┌──

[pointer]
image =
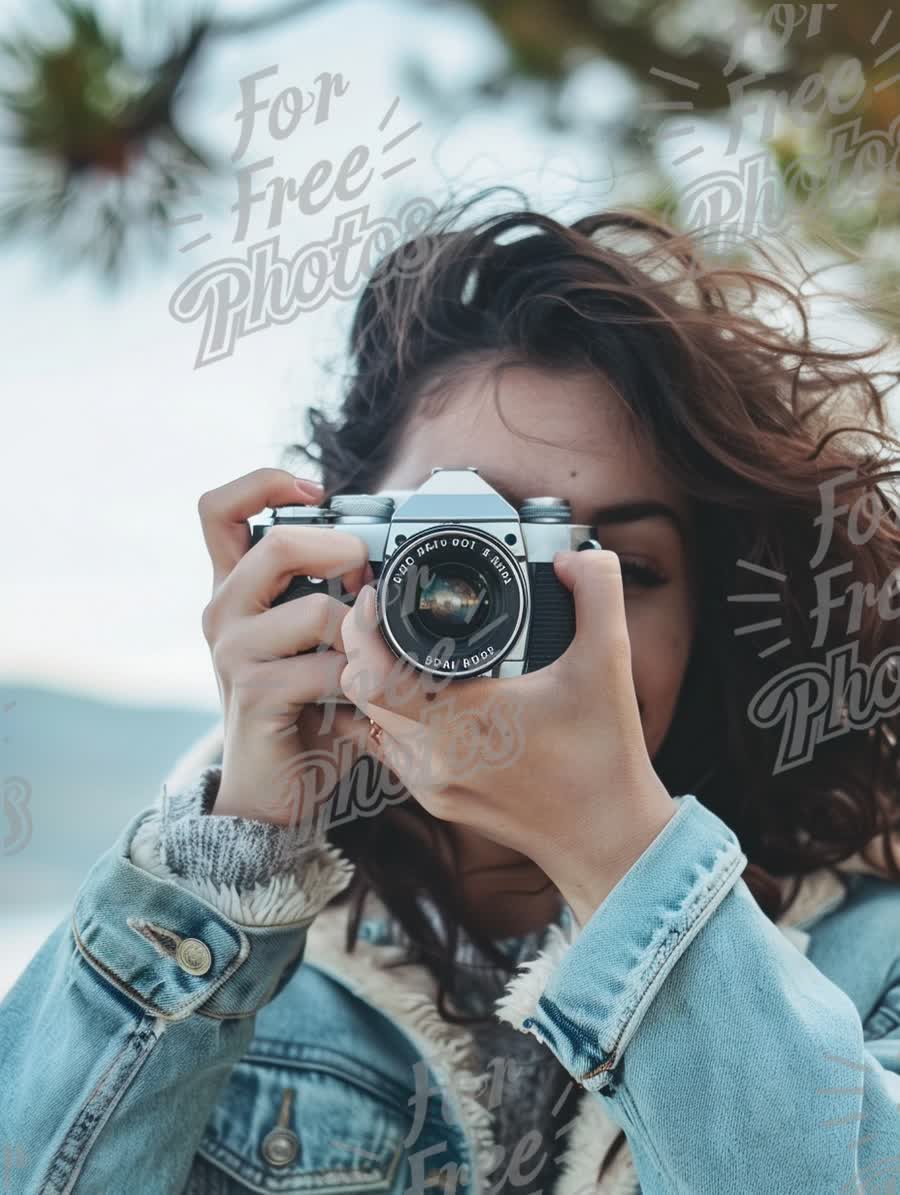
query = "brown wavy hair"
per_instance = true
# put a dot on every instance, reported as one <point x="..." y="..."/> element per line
<point x="750" y="417"/>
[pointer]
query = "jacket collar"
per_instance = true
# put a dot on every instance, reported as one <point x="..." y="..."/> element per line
<point x="406" y="993"/>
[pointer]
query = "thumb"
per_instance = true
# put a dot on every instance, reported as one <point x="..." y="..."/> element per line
<point x="594" y="578"/>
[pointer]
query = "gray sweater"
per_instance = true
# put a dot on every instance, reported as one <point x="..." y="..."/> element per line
<point x="531" y="1094"/>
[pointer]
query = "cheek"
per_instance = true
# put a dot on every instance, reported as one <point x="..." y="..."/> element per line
<point x="660" y="647"/>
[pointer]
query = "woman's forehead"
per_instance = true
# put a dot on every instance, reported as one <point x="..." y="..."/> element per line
<point x="568" y="436"/>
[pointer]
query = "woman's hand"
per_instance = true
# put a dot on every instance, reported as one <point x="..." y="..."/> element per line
<point x="283" y="753"/>
<point x="551" y="764"/>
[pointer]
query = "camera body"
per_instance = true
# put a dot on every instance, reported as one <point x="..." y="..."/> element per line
<point x="464" y="581"/>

└──

Stated problem: Lay out every line of the material above as a numbered list, skipping blank lines and leaving the picture out of the list.

Task output:
1. [pointer]
2. image =
3. query = "brown wavy hair"
4. per_instance = true
5. # put a dot on every instance, reported as one <point x="..." y="..."/> element per line
6. <point x="750" y="417"/>
7. [pointer]
8. query = "jacket collar"
9. per_instance = true
10. # put a dot on every instance, reported as one <point x="..." y="..."/> element per line
11. <point x="406" y="993"/>
12. [pointer]
13. query = "thumb"
14. per_instance = true
15. # put a dot on every instance, reported as one <point x="..." y="..."/> element per line
16. <point x="594" y="578"/>
17. [pointer]
18. query = "gray sweater"
19. per_instance = true
20. # put a dot on every instance, reported as one <point x="..." y="..."/> element per line
21. <point x="531" y="1094"/>
22. [pointer]
23. query = "cheek"
24. per_instance = true
25. # put a dot on every instance, reported as one <point x="..." y="..."/> element per line
26. <point x="660" y="647"/>
27. [pointer]
28. query = "woman's forehead"
29. per_instance = true
30. # put a dot on every instance, reported as one <point x="..." y="..."/> element per line
31. <point x="568" y="436"/>
32. [pointer]
33. query = "woman's hand"
34. per_instance = true
35. # put a dot on every instance, reported as one <point x="..." y="..."/> element per line
36. <point x="283" y="753"/>
37. <point x="551" y="764"/>
38. [pointer]
39. query = "camera body"
40. per_instance = true
41. # put a dot on every instance, reported as one <point x="..." y="..."/> element per line
42. <point x="464" y="581"/>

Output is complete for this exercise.